Saved entries:
*****

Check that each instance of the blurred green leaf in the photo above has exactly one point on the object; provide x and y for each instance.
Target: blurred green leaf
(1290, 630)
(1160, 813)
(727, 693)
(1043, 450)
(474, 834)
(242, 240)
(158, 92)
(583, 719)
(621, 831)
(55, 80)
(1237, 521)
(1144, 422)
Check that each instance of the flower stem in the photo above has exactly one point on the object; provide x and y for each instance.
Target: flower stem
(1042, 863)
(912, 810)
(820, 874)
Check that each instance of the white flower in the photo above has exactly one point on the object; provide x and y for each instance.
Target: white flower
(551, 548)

*****

- **Do this**:
Update the material above by replacing "flower stem" with "plant stem" wherever it occurs, leaving every other line and word unchanged.

- **Expected answer**:
Check that each instance of the blurred green leaf in the photo above has exactly one point on the object; provide x and y for each instance.
Target: blurred green leaf
(1290, 630)
(1160, 813)
(727, 693)
(1043, 450)
(474, 834)
(242, 240)
(158, 92)
(583, 719)
(621, 831)
(55, 80)
(1237, 521)
(1144, 422)
Check that each instance of the plant stem in the photo above has exactly one point on the object; provide x and y for each instance.
Target: plant stem
(1042, 863)
(912, 810)
(820, 874)
Check that each instance of the white flower in the photo above has exactly one point on the object; provide x and y for each instance.
Target: white flower
(551, 548)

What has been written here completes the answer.